» **Text under study**:
┄┄┄┄┄┄
Goldman’s ‘favorite’ commodity has been on a tear, and could have further to run
Copper prices have experienced a remarkable resurgence since the late March crash, hitting two-year highs last week, and Goldman Sachs believes the rally has further to run.
Often seen as a bellwether for the global economy, copper
prices plunged at the end of March as the coronavirus pandemic spread
throughout the world and sent markets tumbling.
However, the spot price has recovered rapidly from $2.1195 a
pound on the New York Mercantile Exchange on March 23 to $2.9580 a pound on
Friday. It is up 5.87% for the year and 9% for the quarter, initially buoyed by
a sharp pickup in Chinese demand.
“While this contrasts sharply with the c.5% average decline
in share prices for the Big 4 diversified miners (Anglo, BHP, Glencore, RIO), we
remain bullish on the sector on a global economic recovery, led by China,”
Goldman Sachs metals and mining analysts said in a note Friday.
Goldman Executive Director Jack O’Brien and his team
attributed their optimism in part to a recovery in the autos and appliances
sector, ongoing strength in the Chinese property market and the second-highest
single-month credit issuance in China on record. A weaker dollar and rising
global inflation expectations are also expected to support copper prices going
forward.
Copper remains Goldman’s “favorite” commodity on the basis
of cyclical and structural support and ongoing supply issues, with Glencore and
BHP the companies best positioned to benefit from rising copper prices,
according to the bank.
“Recent data points have been supportive, with a tight
demand picture increasingly emerging as persistent on-shore demand in China has
seen LME (London Metals Exchange) inventories fall to the lowest level since
2005 and falling treatment fees signaling a tight concentrate market,” the note
said.
“Our view remains that copper can remain stronger from here
as Chinese property demand remains at elevated levels, and the supply-side
continues to deal with the effects of Covid-19.”
Supply concerns linger
In assessing the supply outlook, Bank of America strategists
noted Friday that copper mine supply had been in decline, while refined supply
has increased. They suggested that this divergence is not sustainable, given
the usual causal link between the two, while a lack of staff on sites raised
the risk of disruptions to mining companies.
“Hence, against the ongoing headwinds to mine production,
there is a risk to the sustainability of global refined production increases of
2.5% in May,” Bank of America said in a research note.
BofA strategists highlighted that baseline mine supply
growth had fallen steadily in recent years, with copper concentrates production
in 2020 hovering at roughly the same levels as in 2016.
“While output should rebound next year, we remain concerned
that unexpected losses may increase as miners especially in Chile have had only
essential staff on site in recent months,” they said.
“Linked to that, we have factored in the usual disruption
allowance of 6% for 2021, which implies a deficit of 188Kt; yet, there is a
risk that the shortages may end up being much bigger.”
┄┄┄┄┄┄
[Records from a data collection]
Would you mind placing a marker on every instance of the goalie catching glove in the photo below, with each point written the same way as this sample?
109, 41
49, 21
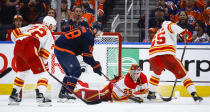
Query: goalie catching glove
97, 68
186, 36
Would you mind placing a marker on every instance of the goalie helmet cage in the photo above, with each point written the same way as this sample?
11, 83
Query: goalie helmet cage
113, 43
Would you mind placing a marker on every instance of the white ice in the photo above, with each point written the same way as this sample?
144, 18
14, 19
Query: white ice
181, 104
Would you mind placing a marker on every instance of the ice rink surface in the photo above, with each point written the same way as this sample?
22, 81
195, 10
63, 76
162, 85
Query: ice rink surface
176, 105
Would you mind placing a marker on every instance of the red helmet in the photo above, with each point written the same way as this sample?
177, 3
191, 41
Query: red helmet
134, 71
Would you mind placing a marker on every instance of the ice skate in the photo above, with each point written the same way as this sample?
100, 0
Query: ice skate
196, 98
43, 101
151, 95
14, 98
65, 97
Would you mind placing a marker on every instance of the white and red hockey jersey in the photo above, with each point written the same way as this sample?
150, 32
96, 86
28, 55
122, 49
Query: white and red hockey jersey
129, 87
165, 40
40, 31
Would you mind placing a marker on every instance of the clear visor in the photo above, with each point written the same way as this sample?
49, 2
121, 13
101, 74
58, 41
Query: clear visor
135, 75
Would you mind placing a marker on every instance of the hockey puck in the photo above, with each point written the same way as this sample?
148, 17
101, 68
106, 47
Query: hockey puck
83, 69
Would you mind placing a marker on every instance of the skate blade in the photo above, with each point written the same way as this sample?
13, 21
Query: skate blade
62, 100
39, 100
12, 103
47, 104
66, 101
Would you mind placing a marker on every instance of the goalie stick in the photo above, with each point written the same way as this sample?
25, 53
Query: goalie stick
131, 98
85, 101
5, 72
170, 98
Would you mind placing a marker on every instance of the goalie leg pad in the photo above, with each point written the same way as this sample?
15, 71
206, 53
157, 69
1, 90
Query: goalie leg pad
88, 94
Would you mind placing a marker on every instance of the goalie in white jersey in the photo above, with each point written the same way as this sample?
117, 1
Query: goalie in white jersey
33, 46
134, 83
162, 56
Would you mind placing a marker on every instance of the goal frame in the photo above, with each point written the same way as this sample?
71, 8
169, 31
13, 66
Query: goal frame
119, 35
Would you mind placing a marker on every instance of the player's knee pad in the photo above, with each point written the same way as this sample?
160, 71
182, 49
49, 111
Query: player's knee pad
22, 75
70, 81
36, 64
77, 72
19, 80
180, 74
┄┄┄┄┄┄
» **Exercise brief**: In the article on copper prices, what was copper's spot price on the New York Mercantile Exchange on March 23?

» **Result for this task**: $2.1195 a pound